■ **Directive**:
Locate every line in the records below that contains the word "adirondack" and copy each of those lines.

[Data listing]
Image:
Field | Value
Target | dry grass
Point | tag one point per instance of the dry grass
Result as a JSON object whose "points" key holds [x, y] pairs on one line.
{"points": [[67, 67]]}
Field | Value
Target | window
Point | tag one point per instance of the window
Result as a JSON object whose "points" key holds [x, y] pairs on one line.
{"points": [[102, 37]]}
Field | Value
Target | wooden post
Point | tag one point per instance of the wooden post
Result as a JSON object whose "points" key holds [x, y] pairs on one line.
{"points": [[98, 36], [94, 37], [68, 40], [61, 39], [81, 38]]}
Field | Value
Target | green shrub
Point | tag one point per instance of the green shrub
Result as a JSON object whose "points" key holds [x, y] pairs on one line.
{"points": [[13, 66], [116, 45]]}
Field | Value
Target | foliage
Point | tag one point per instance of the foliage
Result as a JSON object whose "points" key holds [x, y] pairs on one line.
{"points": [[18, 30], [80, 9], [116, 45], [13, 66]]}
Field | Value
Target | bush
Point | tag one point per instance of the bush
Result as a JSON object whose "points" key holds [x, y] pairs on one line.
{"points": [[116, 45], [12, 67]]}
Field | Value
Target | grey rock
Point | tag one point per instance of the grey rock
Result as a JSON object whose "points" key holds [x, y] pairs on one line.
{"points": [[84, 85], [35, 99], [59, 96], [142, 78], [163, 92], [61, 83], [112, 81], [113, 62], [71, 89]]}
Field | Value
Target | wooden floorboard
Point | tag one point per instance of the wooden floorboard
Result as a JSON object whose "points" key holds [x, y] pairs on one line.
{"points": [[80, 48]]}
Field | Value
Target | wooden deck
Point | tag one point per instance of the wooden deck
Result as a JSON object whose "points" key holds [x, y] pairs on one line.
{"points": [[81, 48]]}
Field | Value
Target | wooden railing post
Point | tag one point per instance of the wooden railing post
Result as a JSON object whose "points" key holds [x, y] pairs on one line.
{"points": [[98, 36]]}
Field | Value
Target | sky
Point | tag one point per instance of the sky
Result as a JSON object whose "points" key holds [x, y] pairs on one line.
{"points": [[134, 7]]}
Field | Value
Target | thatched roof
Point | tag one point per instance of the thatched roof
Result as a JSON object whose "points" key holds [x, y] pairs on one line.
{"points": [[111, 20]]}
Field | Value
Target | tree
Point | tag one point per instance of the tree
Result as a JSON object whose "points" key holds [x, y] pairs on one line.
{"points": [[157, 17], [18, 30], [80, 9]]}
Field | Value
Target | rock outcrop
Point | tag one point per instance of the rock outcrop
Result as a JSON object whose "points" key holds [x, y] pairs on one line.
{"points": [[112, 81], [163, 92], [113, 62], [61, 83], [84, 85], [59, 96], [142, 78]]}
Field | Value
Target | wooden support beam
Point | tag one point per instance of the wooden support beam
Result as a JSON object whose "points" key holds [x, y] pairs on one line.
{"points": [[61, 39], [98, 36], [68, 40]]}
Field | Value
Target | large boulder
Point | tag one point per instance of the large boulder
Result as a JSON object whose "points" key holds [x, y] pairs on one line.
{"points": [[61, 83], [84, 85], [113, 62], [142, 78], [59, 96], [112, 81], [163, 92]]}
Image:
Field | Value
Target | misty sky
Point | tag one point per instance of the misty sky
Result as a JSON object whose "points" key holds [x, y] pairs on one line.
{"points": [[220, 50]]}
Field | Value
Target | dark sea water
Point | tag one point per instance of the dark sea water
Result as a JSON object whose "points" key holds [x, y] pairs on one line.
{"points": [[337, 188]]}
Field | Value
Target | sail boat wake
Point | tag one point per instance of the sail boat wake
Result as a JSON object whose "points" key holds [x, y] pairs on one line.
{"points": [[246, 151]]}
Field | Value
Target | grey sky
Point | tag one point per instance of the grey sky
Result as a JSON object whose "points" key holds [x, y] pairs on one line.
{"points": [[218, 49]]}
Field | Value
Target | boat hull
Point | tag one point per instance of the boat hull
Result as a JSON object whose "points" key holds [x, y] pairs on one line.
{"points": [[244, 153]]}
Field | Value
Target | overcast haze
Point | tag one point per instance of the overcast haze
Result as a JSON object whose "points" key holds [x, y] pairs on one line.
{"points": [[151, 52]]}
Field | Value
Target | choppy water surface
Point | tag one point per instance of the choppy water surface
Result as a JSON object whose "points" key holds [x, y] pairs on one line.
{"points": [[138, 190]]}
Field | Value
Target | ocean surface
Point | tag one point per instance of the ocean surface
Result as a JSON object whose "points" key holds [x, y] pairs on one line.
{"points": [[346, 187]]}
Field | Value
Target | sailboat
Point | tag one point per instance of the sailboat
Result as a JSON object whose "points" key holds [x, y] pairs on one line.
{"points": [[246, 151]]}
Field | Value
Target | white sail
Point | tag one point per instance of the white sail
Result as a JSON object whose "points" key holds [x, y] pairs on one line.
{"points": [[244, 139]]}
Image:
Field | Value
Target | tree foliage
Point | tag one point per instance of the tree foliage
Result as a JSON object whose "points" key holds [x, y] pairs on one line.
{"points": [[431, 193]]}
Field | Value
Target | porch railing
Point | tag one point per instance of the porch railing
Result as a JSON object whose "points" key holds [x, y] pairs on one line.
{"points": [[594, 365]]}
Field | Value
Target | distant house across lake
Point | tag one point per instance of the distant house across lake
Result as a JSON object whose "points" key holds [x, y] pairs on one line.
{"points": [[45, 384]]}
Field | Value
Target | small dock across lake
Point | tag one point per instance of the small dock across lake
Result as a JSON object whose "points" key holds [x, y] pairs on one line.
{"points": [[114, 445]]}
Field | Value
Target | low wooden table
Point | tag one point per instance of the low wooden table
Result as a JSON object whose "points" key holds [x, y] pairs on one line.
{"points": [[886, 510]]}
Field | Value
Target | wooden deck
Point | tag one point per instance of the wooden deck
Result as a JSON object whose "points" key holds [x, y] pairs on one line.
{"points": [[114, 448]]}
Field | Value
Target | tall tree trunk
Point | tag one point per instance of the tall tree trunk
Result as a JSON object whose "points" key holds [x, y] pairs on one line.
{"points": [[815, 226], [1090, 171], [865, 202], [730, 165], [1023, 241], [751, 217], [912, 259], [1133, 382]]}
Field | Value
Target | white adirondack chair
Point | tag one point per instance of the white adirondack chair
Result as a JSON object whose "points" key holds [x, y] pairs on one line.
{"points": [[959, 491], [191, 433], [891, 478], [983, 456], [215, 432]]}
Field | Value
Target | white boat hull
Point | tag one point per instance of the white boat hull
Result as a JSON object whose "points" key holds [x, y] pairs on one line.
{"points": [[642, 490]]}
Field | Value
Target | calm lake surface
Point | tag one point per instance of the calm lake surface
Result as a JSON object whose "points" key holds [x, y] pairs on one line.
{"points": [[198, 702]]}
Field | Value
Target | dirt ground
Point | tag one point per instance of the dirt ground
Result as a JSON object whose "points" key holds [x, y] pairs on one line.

■ **Task response**:
Target | white adirondack chair
Point | tag one point per instance of the white adirondack chair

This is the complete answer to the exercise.